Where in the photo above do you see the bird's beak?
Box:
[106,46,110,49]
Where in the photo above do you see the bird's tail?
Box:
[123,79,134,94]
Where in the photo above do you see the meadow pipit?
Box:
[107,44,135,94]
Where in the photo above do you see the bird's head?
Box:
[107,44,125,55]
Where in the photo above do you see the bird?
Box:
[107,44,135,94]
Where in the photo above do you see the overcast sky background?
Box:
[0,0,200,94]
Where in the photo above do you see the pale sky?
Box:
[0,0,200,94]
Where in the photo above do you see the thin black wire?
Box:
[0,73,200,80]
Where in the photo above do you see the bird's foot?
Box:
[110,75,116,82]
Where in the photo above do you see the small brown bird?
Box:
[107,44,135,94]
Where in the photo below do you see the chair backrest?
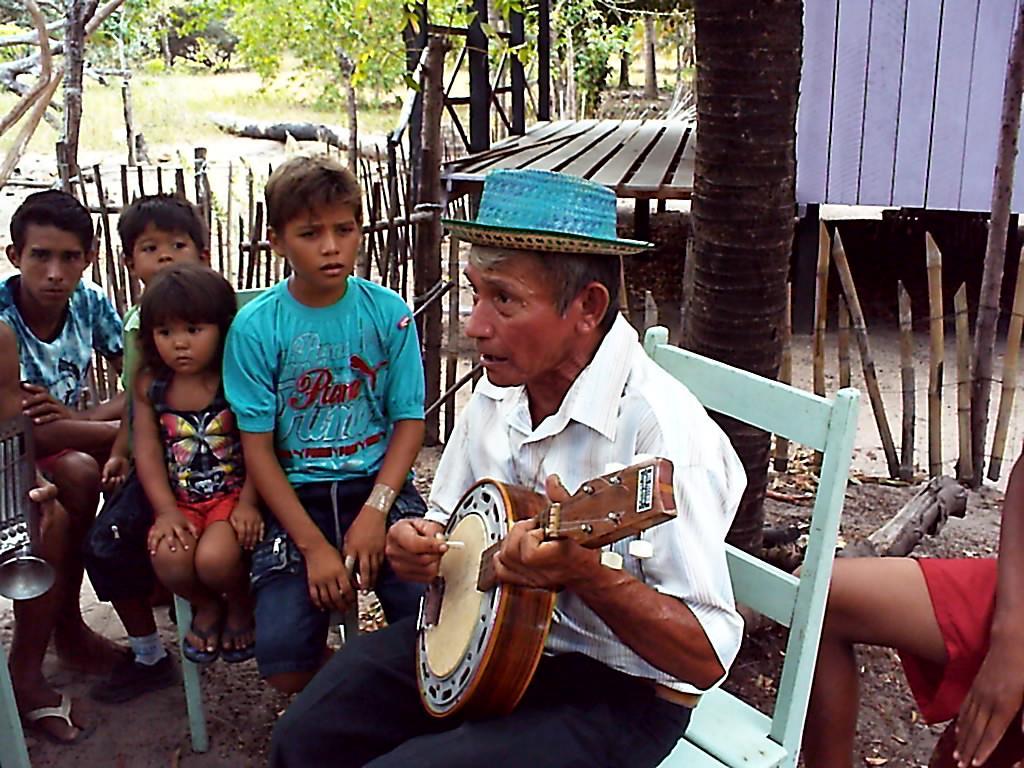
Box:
[644,328,860,763]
==============================
Task to carry out:
Copy the data word for word, from the line containing "Where in the photo above do you see the small" through the end of the data, including both ends. Omit the pictures from your copy.

Result:
Where in the photo above do you see the small brown bird?
Box:
[107,44,135,94]
Where in the photo below do you see the chair backrest?
Box:
[644,328,860,763]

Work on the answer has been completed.